_WRITTEN INSTRUCTION:_ Copy out the data below word for word, starting at the line containing "Spot the open" and ending at the line containing "Spot the concrete wall, then", with both of those lines included.

_MATERIAL:_
◆ ◆ ◆

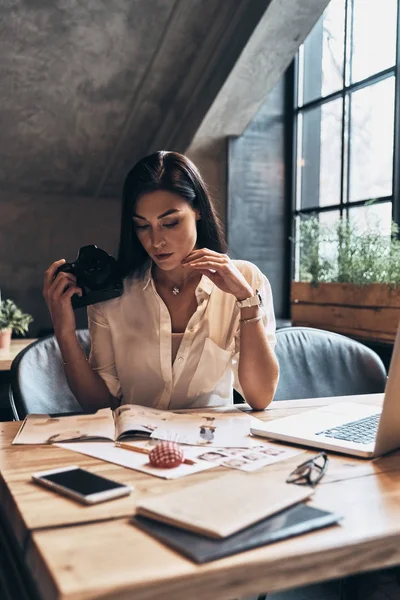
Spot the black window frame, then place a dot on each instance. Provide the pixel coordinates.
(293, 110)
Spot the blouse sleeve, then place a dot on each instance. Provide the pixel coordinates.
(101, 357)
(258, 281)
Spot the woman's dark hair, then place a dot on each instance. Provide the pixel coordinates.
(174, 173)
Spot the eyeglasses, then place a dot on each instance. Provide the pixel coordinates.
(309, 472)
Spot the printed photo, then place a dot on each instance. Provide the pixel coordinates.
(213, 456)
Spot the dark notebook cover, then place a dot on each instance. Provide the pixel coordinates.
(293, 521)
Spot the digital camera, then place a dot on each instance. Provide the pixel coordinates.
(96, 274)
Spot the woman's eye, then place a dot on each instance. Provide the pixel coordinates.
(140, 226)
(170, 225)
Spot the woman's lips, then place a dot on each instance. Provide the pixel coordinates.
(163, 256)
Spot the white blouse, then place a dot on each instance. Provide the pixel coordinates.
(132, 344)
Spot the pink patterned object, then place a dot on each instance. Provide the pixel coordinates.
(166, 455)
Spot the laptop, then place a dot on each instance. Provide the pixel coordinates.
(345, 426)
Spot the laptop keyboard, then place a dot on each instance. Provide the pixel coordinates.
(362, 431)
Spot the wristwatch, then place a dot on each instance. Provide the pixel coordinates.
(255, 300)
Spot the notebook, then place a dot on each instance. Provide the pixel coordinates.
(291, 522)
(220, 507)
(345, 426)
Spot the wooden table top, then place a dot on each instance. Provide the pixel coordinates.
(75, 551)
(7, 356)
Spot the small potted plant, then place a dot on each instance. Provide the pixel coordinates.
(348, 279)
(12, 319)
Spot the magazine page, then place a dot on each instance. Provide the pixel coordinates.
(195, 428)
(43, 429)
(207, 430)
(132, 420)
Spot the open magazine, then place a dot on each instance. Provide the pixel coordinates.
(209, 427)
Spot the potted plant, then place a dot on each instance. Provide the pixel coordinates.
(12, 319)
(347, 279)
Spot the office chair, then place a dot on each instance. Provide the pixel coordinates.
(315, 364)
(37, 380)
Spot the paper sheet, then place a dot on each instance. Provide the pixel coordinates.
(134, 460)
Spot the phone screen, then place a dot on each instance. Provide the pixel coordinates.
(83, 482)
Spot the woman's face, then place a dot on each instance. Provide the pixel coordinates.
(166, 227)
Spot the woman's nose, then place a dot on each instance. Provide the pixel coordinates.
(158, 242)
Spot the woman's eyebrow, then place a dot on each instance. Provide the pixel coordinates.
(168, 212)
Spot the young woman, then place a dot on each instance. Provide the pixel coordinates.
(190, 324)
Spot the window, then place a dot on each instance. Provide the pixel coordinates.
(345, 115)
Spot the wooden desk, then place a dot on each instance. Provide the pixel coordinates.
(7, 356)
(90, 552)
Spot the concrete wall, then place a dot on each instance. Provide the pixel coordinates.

◆ ◆ ◆

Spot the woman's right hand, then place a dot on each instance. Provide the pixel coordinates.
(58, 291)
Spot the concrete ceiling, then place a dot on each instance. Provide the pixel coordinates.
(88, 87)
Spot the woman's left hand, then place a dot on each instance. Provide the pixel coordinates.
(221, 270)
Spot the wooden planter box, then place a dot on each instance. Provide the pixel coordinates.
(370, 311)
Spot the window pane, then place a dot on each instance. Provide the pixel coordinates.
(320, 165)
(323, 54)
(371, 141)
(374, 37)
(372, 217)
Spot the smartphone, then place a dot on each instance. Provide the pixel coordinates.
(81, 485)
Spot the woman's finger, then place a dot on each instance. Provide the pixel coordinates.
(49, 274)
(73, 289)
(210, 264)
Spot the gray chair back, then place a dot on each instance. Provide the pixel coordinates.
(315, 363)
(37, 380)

◆ ◆ ◆

_FULL RESPONSE:_
Spot the open magazine, then place a dot on each instance. Provide the pixel coordinates.
(209, 427)
Spot the potted plant, then place a dot on each instance. Provide the pixel coordinates.
(12, 319)
(347, 279)
Spot the office chair, then place a dot on each instance. Provide the pixel coordinates.
(315, 364)
(37, 380)
Spot the paper sheet, then place a dot on each instance. Provide the pixel coordinates.
(134, 460)
Spot the phone screen, then place a dot on each instance. Provide the pixel coordinates.
(83, 482)
Spot the woman's face, then place a dot on each instance. Provide the pixel coordinates.
(166, 227)
Spot the woman's nose, then place a dot on each instance. Provide the pixel coordinates.
(158, 242)
Spot the woman's eyebrow, then place a dot on each instance. Provide the pixel coordinates.
(168, 212)
Spot the young woman, then place a dot on each instance. Provide the pixel coordinates.
(190, 324)
Spot the window, then place a dot on each instance. Provide the pixel coordinates.
(345, 115)
Spot the wooden desk, then place a dot on each instance. Provide the pixel coordinates.
(7, 356)
(90, 552)
Spot the concrete wall, then place a dot on each instance. Provide the pixel coordinates.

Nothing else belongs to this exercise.